Records supplied:
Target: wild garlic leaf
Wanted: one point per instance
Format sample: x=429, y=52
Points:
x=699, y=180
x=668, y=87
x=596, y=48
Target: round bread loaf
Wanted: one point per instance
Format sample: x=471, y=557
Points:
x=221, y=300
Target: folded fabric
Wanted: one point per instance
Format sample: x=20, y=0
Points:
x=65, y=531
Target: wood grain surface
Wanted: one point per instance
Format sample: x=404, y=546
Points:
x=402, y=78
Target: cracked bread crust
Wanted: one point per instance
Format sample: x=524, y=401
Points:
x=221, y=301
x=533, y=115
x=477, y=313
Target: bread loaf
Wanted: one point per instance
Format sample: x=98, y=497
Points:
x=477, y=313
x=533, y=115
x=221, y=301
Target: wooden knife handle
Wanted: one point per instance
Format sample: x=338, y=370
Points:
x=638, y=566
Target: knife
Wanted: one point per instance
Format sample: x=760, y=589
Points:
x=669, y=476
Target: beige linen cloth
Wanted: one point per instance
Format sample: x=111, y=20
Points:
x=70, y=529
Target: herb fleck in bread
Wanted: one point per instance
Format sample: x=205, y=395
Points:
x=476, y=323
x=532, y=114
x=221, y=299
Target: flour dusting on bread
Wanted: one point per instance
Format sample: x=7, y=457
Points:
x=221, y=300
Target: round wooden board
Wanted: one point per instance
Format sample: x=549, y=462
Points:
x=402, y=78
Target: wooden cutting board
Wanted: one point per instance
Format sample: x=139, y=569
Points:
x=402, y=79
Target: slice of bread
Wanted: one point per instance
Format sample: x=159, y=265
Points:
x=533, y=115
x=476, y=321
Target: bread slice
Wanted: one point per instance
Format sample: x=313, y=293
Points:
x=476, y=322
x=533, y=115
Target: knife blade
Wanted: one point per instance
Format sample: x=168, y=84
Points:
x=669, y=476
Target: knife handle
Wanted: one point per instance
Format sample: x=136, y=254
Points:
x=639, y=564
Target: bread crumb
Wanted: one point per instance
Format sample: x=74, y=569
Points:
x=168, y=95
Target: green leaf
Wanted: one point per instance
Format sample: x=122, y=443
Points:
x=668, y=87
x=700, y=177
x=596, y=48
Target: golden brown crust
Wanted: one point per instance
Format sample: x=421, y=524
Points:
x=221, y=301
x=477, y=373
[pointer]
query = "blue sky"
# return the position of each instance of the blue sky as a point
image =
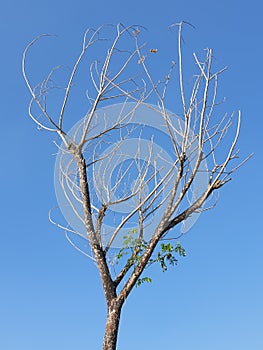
(50, 295)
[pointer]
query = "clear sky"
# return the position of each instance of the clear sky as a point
(50, 295)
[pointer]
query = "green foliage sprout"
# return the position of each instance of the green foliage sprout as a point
(136, 246)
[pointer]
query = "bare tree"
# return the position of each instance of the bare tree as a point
(147, 183)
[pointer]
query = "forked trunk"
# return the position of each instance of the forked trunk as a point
(112, 326)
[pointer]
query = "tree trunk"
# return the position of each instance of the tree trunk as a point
(112, 326)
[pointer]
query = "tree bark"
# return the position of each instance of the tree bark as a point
(112, 326)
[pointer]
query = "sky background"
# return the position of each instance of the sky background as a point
(50, 295)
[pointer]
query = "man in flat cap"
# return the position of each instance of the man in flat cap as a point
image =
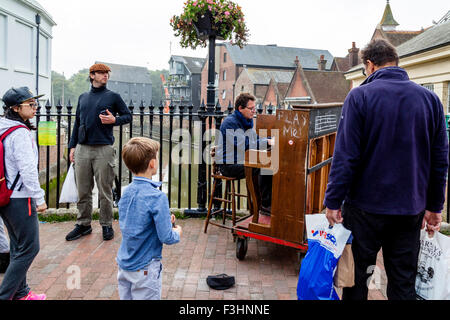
(91, 149)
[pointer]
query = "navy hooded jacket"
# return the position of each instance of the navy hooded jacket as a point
(237, 136)
(391, 152)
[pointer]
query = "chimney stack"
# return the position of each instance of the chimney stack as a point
(322, 63)
(353, 55)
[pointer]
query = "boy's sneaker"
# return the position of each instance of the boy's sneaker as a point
(78, 232)
(108, 233)
(33, 296)
(4, 262)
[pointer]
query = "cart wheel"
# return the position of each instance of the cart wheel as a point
(241, 248)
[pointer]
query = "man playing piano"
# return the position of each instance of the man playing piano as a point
(238, 136)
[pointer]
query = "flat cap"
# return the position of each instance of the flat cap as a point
(99, 67)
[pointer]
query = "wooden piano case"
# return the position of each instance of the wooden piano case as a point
(300, 162)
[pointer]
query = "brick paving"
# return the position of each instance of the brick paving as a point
(269, 271)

Work to be completed: Exactly repeat only the lines from the one with "# return the position of each instance of the tree bark" to the closing line above, both included, and omit every picture.

Response area:
# return the position of each instance of the tree bark as a point
(112, 326)
[pointer]
query = "sky background"
# return the position of each instance of the sky background as a point
(50, 295)
[pointer]
query = "man in flat cap"
# return the position of each instance of the man in flat cap as a point
image =
(91, 149)
[pointer]
query = "navy hooded jacket"
# return the position of each instance of the navy hooded jacket as a point
(237, 136)
(391, 152)
[pointer]
query = "chimney stack"
# return the position of each instance of the chimney stack as a point
(322, 63)
(353, 55)
[pointer]
query = "boy's sneaker"
# return the position of each instance of the boy's sneaker as a point
(78, 232)
(108, 233)
(33, 296)
(4, 262)
[pointer]
query = "cart wheel"
# return the position of each instance of the cart wheel as a point
(241, 248)
[pointer]
query = "man playing piano"
# return the position of each instance of the man playing piano as a point
(238, 136)
[pointer]
query = "flat cap"
# return the position of each instance of the flat cap as a point
(99, 67)
[pointer]
query = "wooden piano case"
# return the position of each instance of the wooden piano case as a point
(300, 162)
[pointer]
query = "brick paving"
# return the position of each instance of the brick paving as a point
(269, 271)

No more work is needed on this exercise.